▸ **Data for this exercise**
-------------------------

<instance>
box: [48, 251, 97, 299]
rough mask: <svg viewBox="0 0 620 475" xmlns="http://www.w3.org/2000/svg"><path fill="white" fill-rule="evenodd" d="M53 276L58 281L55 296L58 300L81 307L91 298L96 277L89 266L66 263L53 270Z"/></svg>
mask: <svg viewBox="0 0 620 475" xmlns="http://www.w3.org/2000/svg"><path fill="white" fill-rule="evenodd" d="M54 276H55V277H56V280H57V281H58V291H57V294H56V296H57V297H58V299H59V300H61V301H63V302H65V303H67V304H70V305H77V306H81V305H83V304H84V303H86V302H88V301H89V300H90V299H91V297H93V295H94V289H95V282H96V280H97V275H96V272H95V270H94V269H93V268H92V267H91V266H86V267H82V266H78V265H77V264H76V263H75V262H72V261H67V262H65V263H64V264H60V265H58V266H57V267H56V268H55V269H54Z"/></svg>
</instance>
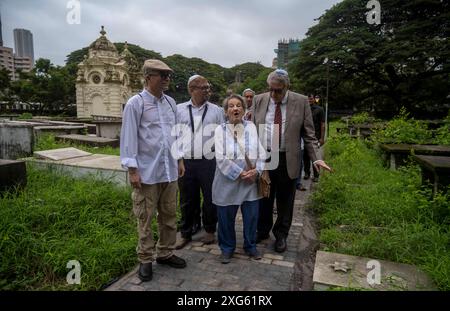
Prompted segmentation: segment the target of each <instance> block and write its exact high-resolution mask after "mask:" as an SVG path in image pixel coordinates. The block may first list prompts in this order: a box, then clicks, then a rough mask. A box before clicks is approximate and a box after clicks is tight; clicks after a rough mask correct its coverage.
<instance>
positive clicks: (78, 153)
mask: <svg viewBox="0 0 450 311" xmlns="http://www.w3.org/2000/svg"><path fill="white" fill-rule="evenodd" d="M91 154H92V153H89V152H85V151H83V150H79V149H77V148H72V147H69V148H60V149H53V150H45V151H35V152H34V157H35V158H37V159H46V160H53V161H60V160H68V159H73V158H79V157H85V156H90V155H91Z"/></svg>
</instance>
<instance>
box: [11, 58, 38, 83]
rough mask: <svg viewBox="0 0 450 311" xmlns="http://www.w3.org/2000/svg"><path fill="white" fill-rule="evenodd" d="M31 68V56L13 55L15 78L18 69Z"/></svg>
mask: <svg viewBox="0 0 450 311" xmlns="http://www.w3.org/2000/svg"><path fill="white" fill-rule="evenodd" d="M31 69H33V63H32V62H31V58H29V57H18V56H14V70H15V71H16V76H17V78H18V75H19V71H22V72H29V71H30V70H31Z"/></svg>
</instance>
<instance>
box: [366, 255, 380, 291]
mask: <svg viewBox="0 0 450 311" xmlns="http://www.w3.org/2000/svg"><path fill="white" fill-rule="evenodd" d="M366 268H367V269H369V270H370V271H369V272H368V273H367V283H369V285H380V284H381V264H380V262H379V261H378V260H370V261H368V262H367V264H366Z"/></svg>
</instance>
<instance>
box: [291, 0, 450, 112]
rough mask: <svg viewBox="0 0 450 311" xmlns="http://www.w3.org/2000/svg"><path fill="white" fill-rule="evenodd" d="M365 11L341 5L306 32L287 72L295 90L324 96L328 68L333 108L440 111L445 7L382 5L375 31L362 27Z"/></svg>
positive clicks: (390, 4)
mask: <svg viewBox="0 0 450 311" xmlns="http://www.w3.org/2000/svg"><path fill="white" fill-rule="evenodd" d="M366 4H367V1H366V0H344V1H342V2H340V3H338V4H336V5H334V6H333V7H332V8H331V9H329V10H327V11H326V13H325V14H324V15H322V16H321V17H320V18H319V23H318V24H317V25H315V26H313V27H311V28H310V29H309V30H308V32H307V34H306V38H305V39H304V40H302V42H301V44H300V46H301V51H300V54H299V56H298V59H297V60H296V61H295V62H294V63H293V64H292V65H291V66H290V68H289V70H290V71H291V72H293V73H294V75H295V76H296V78H297V79H298V82H297V84H296V87H297V88H300V89H304V90H307V91H308V92H316V91H317V90H319V92H320V93H322V94H323V95H324V94H325V86H326V80H327V66H329V81H330V87H329V90H330V94H329V97H330V103H331V105H332V106H333V107H345V106H349V107H351V106H355V107H356V108H358V109H362V110H364V109H374V110H376V111H379V112H381V111H383V110H389V111H391V112H392V113H397V112H398V111H399V110H400V108H401V107H402V106H404V107H406V108H407V110H408V111H410V112H412V113H415V114H418V113H420V112H423V111H428V112H430V113H431V112H437V111H439V110H440V109H441V108H442V107H444V106H445V104H448V99H447V96H448V94H449V93H450V41H449V34H450V27H449V26H450V10H449V8H450V3H449V2H448V1H440V0H412V1H408V2H405V1H401V0H385V1H382V3H381V24H379V25H376V24H372V25H371V24H369V23H368V22H367V20H366V13H367V12H368V11H369V9H367V8H366ZM326 58H328V59H329V62H328V64H324V63H323V62H324V60H325V59H326ZM323 95H322V96H323ZM442 112H443V113H446V109H442Z"/></svg>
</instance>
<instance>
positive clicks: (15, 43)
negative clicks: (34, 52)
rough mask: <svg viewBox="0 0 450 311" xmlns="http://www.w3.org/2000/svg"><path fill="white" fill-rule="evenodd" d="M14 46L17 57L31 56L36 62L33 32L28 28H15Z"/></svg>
mask: <svg viewBox="0 0 450 311" xmlns="http://www.w3.org/2000/svg"><path fill="white" fill-rule="evenodd" d="M14 48H15V55H16V56H17V57H29V58H30V59H31V63H32V64H34V49H33V34H32V33H31V31H29V30H27V29H14Z"/></svg>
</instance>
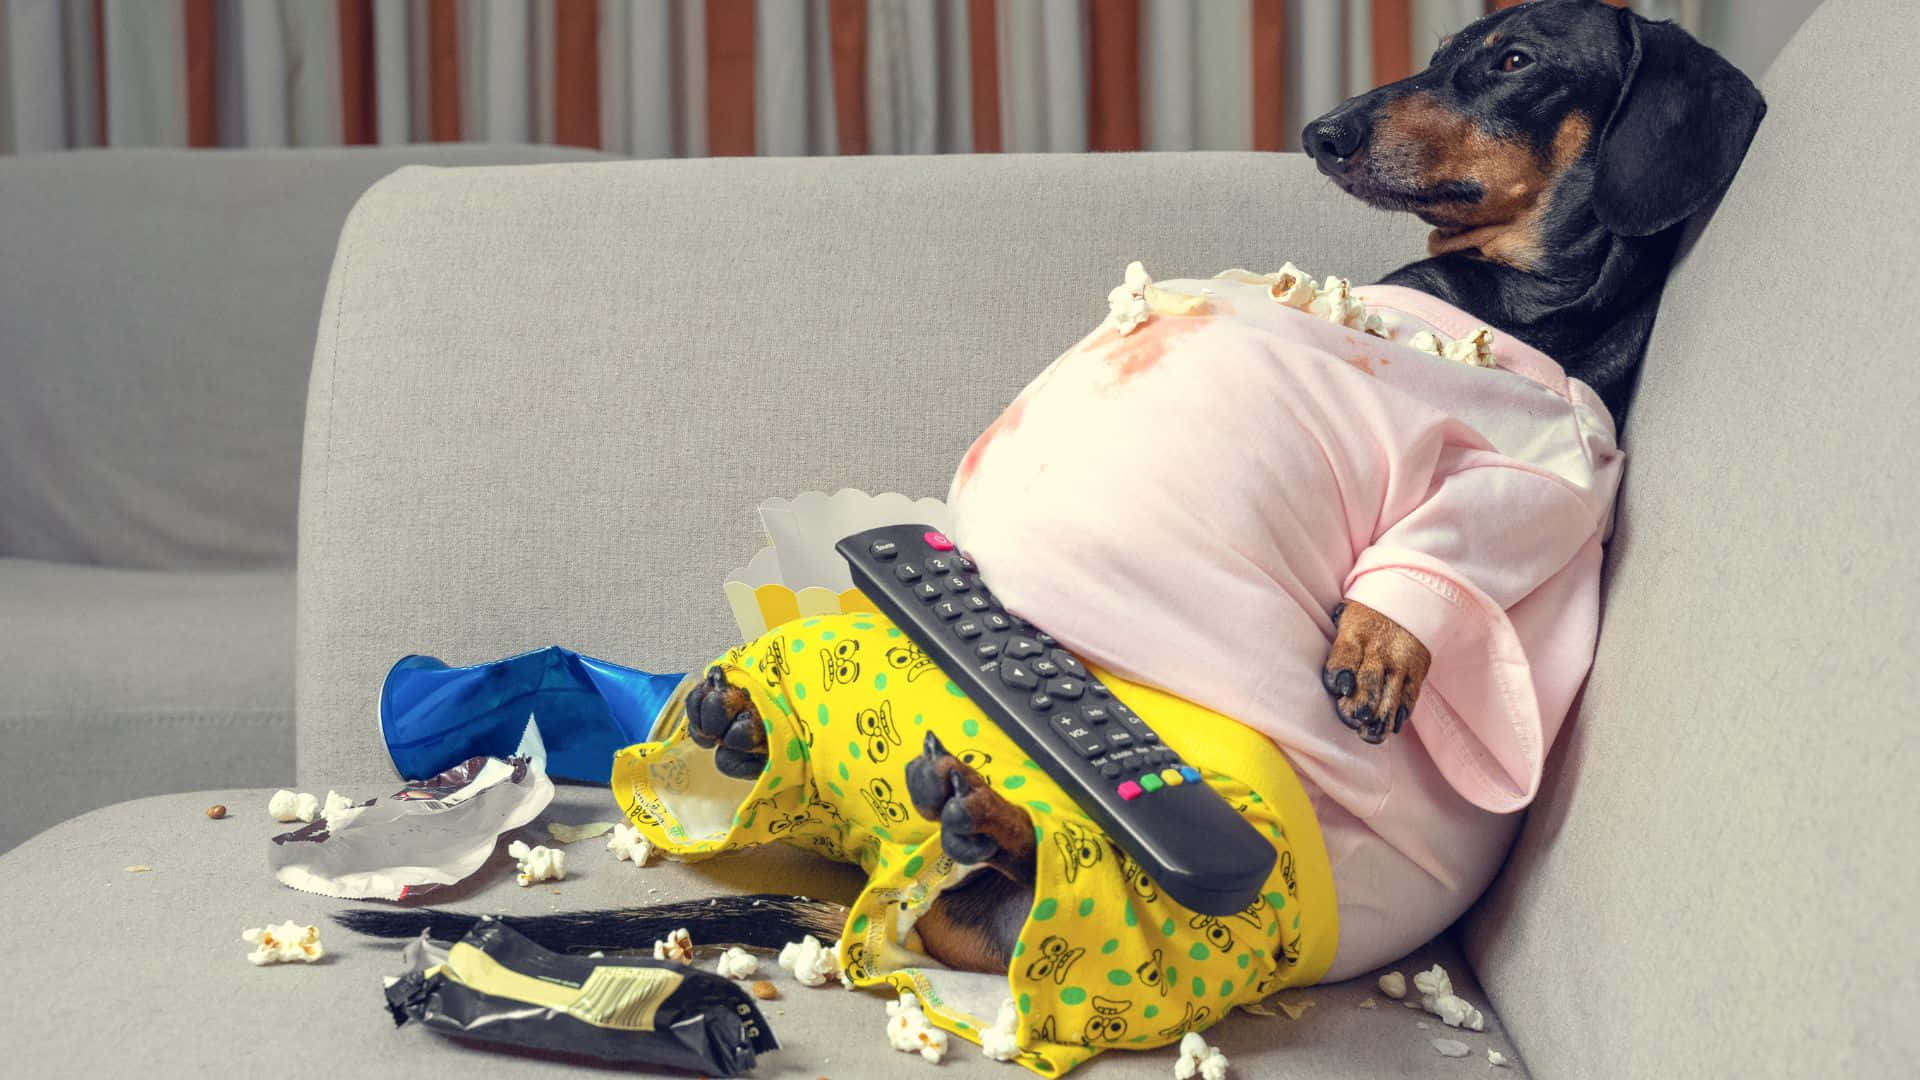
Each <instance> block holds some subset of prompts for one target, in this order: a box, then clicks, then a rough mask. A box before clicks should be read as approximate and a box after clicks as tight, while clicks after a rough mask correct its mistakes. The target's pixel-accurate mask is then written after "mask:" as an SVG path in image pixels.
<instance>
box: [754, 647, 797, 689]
mask: <svg viewBox="0 0 1920 1080" xmlns="http://www.w3.org/2000/svg"><path fill="white" fill-rule="evenodd" d="M789 675H793V667H791V665H789V663H787V640H785V638H774V642H772V644H768V646H766V653H762V655H760V678H764V680H766V686H768V688H776V686H780V684H781V682H785V680H787V676H789Z"/></svg>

-------------------------

▸ **Exercise requirements**
Set the pictures aside and reproduce the data above exactly.

▸ **Task output**
<instance>
box: [48, 251, 97, 299]
rough mask: <svg viewBox="0 0 620 475" xmlns="http://www.w3.org/2000/svg"><path fill="white" fill-rule="evenodd" d="M53 276L58 281L55 296L58 300L81 307L91 298L96 277L89 266L66 263L53 270Z"/></svg>
mask: <svg viewBox="0 0 620 475" xmlns="http://www.w3.org/2000/svg"><path fill="white" fill-rule="evenodd" d="M54 276H55V277H56V280H57V281H58V291H57V294H56V296H57V297H58V299H59V300H61V301H63V302H65V303H67V304H70V305H77V306H81V305H83V304H84V303H86V302H88V301H89V300H90V299H91V297H93V295H94V289H95V282H96V280H97V275H96V272H95V270H94V269H93V268H92V267H91V266H86V267H82V266H78V265H77V264H76V263H75V262H72V261H67V262H65V263H64V264H60V265H58V266H57V267H56V268H55V269H54Z"/></svg>
</instance>
Prompted segmentation: segment the target of each <instance> block and write its exact high-resolution mask after "mask:" as an SVG path in image pixel coordinates. The block may first list prompts in this order: a box, then clicks, then a rough mask. A box before clicks is approximate and a box after clicks is tight; clicks after a rough mask correct its coverage.
<instance>
positive clicks: (78, 153)
mask: <svg viewBox="0 0 450 311" xmlns="http://www.w3.org/2000/svg"><path fill="white" fill-rule="evenodd" d="M91 154H92V153H89V152H85V151H83V150H79V149H77V148H72V147H69V148H60V149H53V150H45V151H35V152H34V157H35V158H37V159H46V160H53V161H60V160H68V159H73V158H79V157H85V156H90V155H91Z"/></svg>
</instance>
<instance>
box: [11, 58, 38, 83]
rough mask: <svg viewBox="0 0 450 311" xmlns="http://www.w3.org/2000/svg"><path fill="white" fill-rule="evenodd" d="M31 68V56L13 55L15 78L18 69Z"/></svg>
mask: <svg viewBox="0 0 450 311" xmlns="http://www.w3.org/2000/svg"><path fill="white" fill-rule="evenodd" d="M31 69H33V63H32V62H31V58H29V57H18V56H14V70H15V71H16V76H17V78H18V75H19V71H22V72H29V71H30V70H31Z"/></svg>
</instance>
<instance>
box: [366, 255, 380, 291]
mask: <svg viewBox="0 0 450 311" xmlns="http://www.w3.org/2000/svg"><path fill="white" fill-rule="evenodd" d="M366 268H367V269H369V270H370V271H369V272H368V273H367V283H369V285H380V284H381V264H380V262H379V261H378V260H370V261H368V262H367V264H366Z"/></svg>
</instance>
<instance>
box: [291, 0, 450, 112]
rough mask: <svg viewBox="0 0 450 311" xmlns="http://www.w3.org/2000/svg"><path fill="white" fill-rule="evenodd" d="M365 11L341 5L306 32L287 72L295 90L324 96L328 68L333 108L440 111L445 7L382 5L375 31L362 27Z"/></svg>
positive clicks: (390, 4)
mask: <svg viewBox="0 0 450 311" xmlns="http://www.w3.org/2000/svg"><path fill="white" fill-rule="evenodd" d="M366 4H367V1H366V0H344V1H342V2H340V3H338V4H336V5H334V6H333V7H332V8H331V9H329V10H327V11H326V13H325V14H324V15H322V16H321V17H320V18H319V23H318V24H317V25H315V26H313V27H311V28H310V29H309V30H308V32H307V34H306V38H305V39H304V40H302V42H301V44H300V46H301V51H300V54H299V56H298V59H297V60H296V61H295V62H294V63H293V64H292V65H291V66H290V68H289V70H290V71H291V72H293V73H294V75H295V76H296V78H297V79H298V82H297V84H296V87H297V88H300V89H304V90H307V91H308V92H316V91H317V90H319V92H320V93H322V94H323V95H324V94H325V86H326V80H327V66H329V81H330V87H329V90H330V94H329V97H330V103H331V105H332V106H333V107H345V106H349V107H351V106H355V107H356V108H358V109H362V110H364V109H374V110H376V111H379V112H381V111H383V110H389V111H391V112H392V113H397V112H398V111H399V110H400V108H401V107H402V106H404V107H406V108H407V110H408V111H410V112H412V113H415V114H418V113H420V112H423V111H428V112H430V113H431V112H437V111H439V110H440V109H441V108H442V107H444V106H445V104H448V99H447V96H448V94H449V93H450V41H449V34H450V27H449V26H450V10H449V8H450V3H449V2H448V1H440V0H412V1H408V2H405V1H401V0H385V1H382V3H381V24H379V25H376V24H372V25H371V24H369V23H368V22H367V20H366V13H367V12H368V11H369V9H367V8H366ZM326 58H328V59H329V62H328V64H324V63H323V62H324V60H325V59H326ZM323 95H322V96H323ZM442 112H443V113H446V109H442Z"/></svg>
</instance>
<instance>
positive clicks: (15, 43)
negative clicks: (34, 52)
rough mask: <svg viewBox="0 0 450 311" xmlns="http://www.w3.org/2000/svg"><path fill="white" fill-rule="evenodd" d="M14 46L17 57L31 56L36 62L33 32L28 28H15Z"/></svg>
mask: <svg viewBox="0 0 450 311" xmlns="http://www.w3.org/2000/svg"><path fill="white" fill-rule="evenodd" d="M14 48H15V55H16V56H17V57H29V58H30V59H31V63H32V64H34V49H33V34H32V33H31V31H29V30H27V29H14Z"/></svg>
</instance>
Each <instance> block holds some subset of prompts for one target, in this order: a box, then clicks, then a rough mask. A box before clicks should be read as approximate and a box after clicks as tight, while clicks after a rough mask correct its mistakes. The target's pixel-accurate mask is then written after "mask:" as an SVG path in image pixels.
<instance>
box: [754, 647, 797, 689]
mask: <svg viewBox="0 0 1920 1080" xmlns="http://www.w3.org/2000/svg"><path fill="white" fill-rule="evenodd" d="M789 675H793V667H791V665H789V663H787V640H785V638H774V642H772V644H768V646H766V653H762V655H760V678H764V680H766V686H768V688H776V686H780V684H781V682H785V680H787V676H789Z"/></svg>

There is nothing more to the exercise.